(Point placement records)
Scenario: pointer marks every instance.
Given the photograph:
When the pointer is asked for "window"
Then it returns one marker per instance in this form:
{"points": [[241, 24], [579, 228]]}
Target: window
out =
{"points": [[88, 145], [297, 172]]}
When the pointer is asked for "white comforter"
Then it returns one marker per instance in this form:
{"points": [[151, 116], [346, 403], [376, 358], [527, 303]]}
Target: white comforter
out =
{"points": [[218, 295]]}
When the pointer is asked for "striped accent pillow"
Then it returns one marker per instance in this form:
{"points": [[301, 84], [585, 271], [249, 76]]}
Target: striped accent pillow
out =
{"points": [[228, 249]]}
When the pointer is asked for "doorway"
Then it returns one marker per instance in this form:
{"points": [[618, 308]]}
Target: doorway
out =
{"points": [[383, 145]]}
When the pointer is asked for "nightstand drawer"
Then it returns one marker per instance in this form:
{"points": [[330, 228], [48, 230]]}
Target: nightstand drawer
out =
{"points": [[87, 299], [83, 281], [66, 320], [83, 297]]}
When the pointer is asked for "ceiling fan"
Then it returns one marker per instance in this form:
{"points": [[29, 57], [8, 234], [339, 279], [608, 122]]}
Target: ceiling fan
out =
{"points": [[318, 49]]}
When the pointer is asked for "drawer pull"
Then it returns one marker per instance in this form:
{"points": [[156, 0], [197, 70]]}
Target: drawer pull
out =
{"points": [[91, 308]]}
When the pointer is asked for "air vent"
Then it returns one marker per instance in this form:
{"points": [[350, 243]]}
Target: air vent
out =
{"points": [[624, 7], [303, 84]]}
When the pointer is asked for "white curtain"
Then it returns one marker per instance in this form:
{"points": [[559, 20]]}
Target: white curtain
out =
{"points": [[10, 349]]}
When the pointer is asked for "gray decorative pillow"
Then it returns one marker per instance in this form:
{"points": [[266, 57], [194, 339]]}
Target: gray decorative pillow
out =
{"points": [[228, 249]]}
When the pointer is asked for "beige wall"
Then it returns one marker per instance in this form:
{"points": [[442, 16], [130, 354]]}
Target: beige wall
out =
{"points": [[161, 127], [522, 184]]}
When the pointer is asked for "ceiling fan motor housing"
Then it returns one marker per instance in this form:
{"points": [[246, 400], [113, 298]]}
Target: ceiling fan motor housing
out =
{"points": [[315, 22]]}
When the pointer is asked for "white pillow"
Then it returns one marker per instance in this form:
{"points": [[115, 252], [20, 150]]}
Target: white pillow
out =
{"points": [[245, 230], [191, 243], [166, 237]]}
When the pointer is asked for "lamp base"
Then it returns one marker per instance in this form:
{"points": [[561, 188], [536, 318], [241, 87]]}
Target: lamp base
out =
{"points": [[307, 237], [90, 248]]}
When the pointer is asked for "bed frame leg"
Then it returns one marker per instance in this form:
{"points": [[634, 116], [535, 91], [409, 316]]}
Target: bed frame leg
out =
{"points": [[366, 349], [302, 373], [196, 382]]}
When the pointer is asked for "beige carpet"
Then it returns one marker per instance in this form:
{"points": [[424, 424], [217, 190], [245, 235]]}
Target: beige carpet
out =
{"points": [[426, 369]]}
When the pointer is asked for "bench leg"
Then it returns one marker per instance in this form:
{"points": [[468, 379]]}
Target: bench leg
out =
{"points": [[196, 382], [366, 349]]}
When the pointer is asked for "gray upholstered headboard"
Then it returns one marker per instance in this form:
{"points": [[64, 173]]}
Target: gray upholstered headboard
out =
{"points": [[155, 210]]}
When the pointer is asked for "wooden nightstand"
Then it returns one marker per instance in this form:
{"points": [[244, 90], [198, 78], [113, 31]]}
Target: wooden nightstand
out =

Instruction: Restate the listing above word for word.

Response for this exercise:
Scenario: pointer marks every instance.
Given the photograph:
When the pointer is asked for "window"
Then it returns one marker per instance in this form:
{"points": [[241, 24], [579, 228]]}
Target: window
out =
{"points": [[88, 145], [297, 172]]}
When the pointer is asked for "white comforter"
Then it returns one marker per instance in this form:
{"points": [[151, 116], [346, 403], [376, 358], [527, 303]]}
Target: white comforter
out =
{"points": [[218, 295]]}
When the pointer is asked for "striped accent pillow"
Then it returns one marker per instance in this form:
{"points": [[301, 84], [585, 271], [249, 76]]}
Target: striped accent pillow
out =
{"points": [[228, 249]]}
When the pointer is asked for "doorway"
Then it returns one marker per instance in this form:
{"points": [[618, 308]]}
Target: doorway
out =
{"points": [[383, 145]]}
When the pointer is asked for "nightstand drawer"
Then it returns one marker per instance in this form:
{"points": [[330, 228], [48, 230]]}
Target: nightstand drawer
out =
{"points": [[87, 299], [83, 281], [66, 320], [83, 297]]}
When the pointer is asked for "ceiling fan"
Then it returns one marker per instance in this form:
{"points": [[29, 57], [8, 234], [339, 279], [608, 122]]}
Target: ceiling fan
out =
{"points": [[318, 49]]}
When the pointer is asked for "drawer pull"
Then it returns one marker per instance in this form:
{"points": [[156, 0], [197, 70]]}
Target: drawer pull
out =
{"points": [[91, 308]]}
When the pointer is asked for "air vent"
Then it returns one marker per instance in this form:
{"points": [[350, 243]]}
Target: air vent
out =
{"points": [[624, 7], [303, 84]]}
When the pointer is asked for "white curtain"
Then it returns one marker per instance in this form:
{"points": [[559, 20]]}
Target: white curtain
out =
{"points": [[10, 349]]}
When the pointer is asked for "gray decorative pillow"
Then it returns one marker per instance in this form:
{"points": [[266, 57], [194, 339]]}
Target: gray decorative pillow
out =
{"points": [[228, 249]]}
When the pointer is asked for "beige wall"
Then it returns one marker per instance in this form:
{"points": [[442, 16], [130, 354]]}
Target: beige wall
out =
{"points": [[161, 127], [522, 184]]}
When the pointer is asked for "ceiling fan motor housing"
Then it returns one marker per instance in this form:
{"points": [[246, 400], [113, 298]]}
Target: ceiling fan motor housing
out =
{"points": [[315, 22]]}
When the pointer is asked for "white pillow"
Then it returns one marker per instance in this form:
{"points": [[115, 252], [20, 150]]}
Target: white pillow
out =
{"points": [[245, 230], [191, 243], [166, 237]]}
When the pointer is asked for "lamp base"
Then it returns one marker per instance in this form:
{"points": [[561, 188], [536, 318], [241, 87]]}
Target: lamp base
out =
{"points": [[307, 237], [90, 248]]}
When the pointer is asked for "bed frame leg"
Then it returns one marker per instance in this form:
{"points": [[634, 116], [535, 91], [409, 316]]}
Target: bed frame leg
out =
{"points": [[366, 349], [302, 373], [196, 382]]}
When the pointer is asked for "beige carpet"
Then it returns one marker per instance in this form:
{"points": [[424, 424], [217, 190], [245, 235]]}
Target: beige carpet
out =
{"points": [[426, 369]]}
When the pointer is asked for "bench leg"
Then it returns one marker per instance in this form:
{"points": [[468, 379]]}
Target: bench leg
out =
{"points": [[196, 382], [366, 349]]}
When the pointer is asked for "gray upholstered headboard"
Then it returns one marker per instance in this form:
{"points": [[64, 173]]}
Target: gray upholstered headboard
out =
{"points": [[155, 210]]}
When the pointer is asked for "wooden nightstand"
Then it returns one marker per instance in this form:
{"points": [[244, 90], [198, 78], [113, 31]]}
Target: wooden nightstand
out =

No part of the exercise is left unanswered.